■ What the exercise asks ■
Go through the entries, filter for the word "asparagus", and copy every line that has it.

■ Recorded data ■
+ + + +

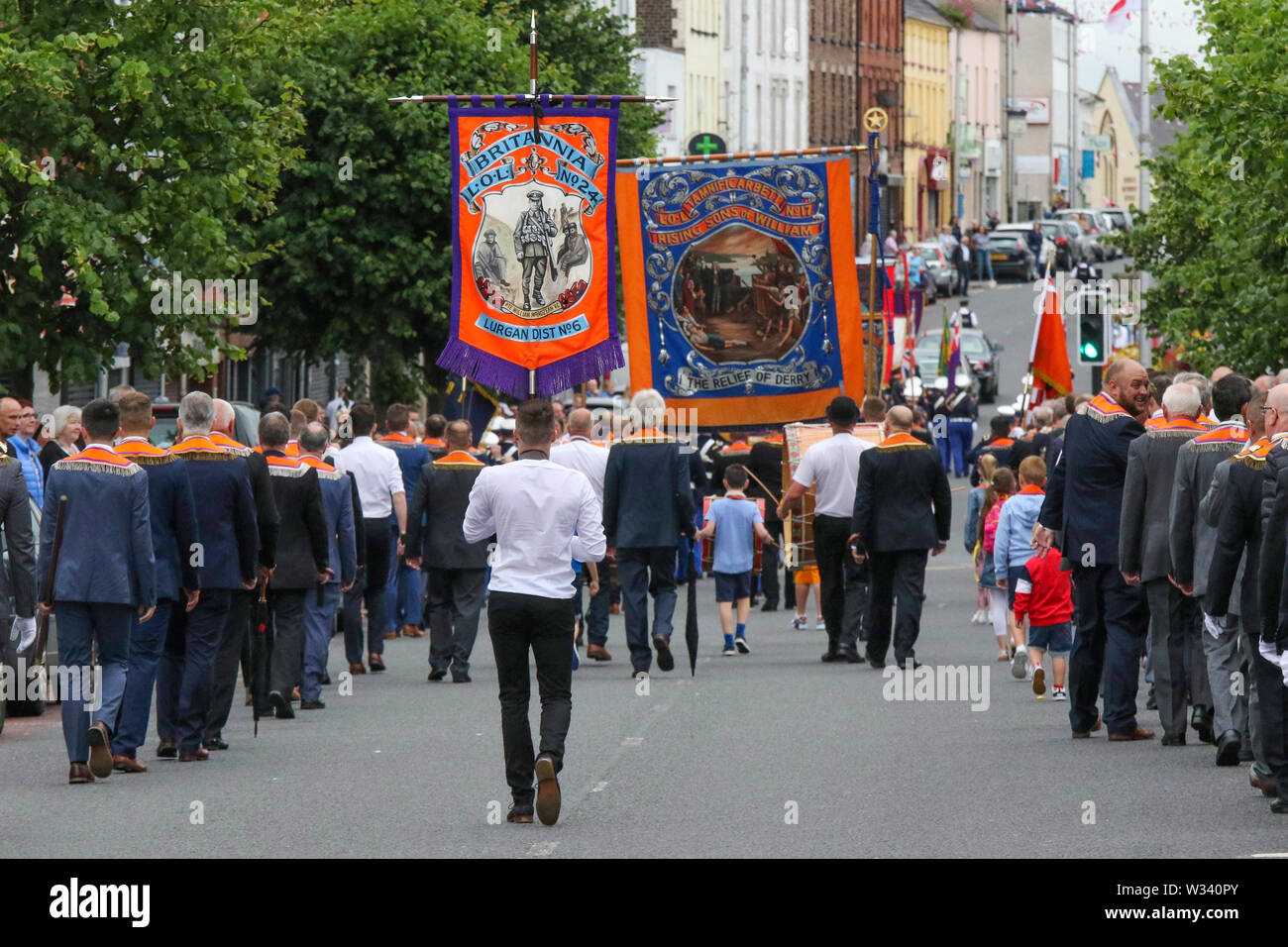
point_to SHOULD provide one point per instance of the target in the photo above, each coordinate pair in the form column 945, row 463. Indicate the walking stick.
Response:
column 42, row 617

+ + + +

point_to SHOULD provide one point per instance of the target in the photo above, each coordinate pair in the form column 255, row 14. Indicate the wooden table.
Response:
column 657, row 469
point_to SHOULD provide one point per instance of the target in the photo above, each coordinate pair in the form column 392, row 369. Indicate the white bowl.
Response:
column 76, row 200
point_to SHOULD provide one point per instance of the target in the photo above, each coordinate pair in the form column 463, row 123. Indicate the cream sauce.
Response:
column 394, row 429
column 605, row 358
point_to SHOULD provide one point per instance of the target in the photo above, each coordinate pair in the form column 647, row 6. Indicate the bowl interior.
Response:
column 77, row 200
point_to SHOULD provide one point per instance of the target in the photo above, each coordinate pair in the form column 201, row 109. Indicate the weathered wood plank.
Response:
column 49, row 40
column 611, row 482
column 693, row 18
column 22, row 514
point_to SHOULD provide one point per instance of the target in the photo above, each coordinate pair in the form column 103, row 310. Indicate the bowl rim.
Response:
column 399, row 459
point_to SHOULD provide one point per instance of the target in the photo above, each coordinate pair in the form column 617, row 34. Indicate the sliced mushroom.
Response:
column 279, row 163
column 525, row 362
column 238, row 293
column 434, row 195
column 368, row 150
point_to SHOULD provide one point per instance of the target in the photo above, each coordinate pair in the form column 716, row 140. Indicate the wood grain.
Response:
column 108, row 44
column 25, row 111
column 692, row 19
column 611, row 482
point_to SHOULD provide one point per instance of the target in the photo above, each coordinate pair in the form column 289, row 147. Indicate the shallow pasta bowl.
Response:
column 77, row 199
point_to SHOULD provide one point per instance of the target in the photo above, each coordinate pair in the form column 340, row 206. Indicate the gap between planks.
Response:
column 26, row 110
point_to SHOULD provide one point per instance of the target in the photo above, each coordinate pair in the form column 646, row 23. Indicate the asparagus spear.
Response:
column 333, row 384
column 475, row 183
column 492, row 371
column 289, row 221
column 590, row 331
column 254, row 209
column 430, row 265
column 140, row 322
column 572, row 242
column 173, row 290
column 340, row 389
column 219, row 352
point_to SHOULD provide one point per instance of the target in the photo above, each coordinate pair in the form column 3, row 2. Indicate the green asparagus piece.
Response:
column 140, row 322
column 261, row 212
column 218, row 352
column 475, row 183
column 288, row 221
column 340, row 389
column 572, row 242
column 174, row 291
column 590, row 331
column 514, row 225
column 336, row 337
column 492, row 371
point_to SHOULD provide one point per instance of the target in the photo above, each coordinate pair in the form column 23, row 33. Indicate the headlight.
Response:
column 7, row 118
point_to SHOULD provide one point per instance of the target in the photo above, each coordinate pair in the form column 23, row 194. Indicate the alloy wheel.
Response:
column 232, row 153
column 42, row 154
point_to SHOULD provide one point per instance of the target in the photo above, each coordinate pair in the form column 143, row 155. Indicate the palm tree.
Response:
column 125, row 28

+ + + +

■ The answer ■
point_to SHOULD provide one point per instance of the target in the photo above, each coordinate pair in the form column 646, row 23. Indicate the asparagus spear.
point_to SHOULD provide one point per instance of the target in the photo above, each coordinate pair in the form column 3, row 2. Indicate the green asparagus piece.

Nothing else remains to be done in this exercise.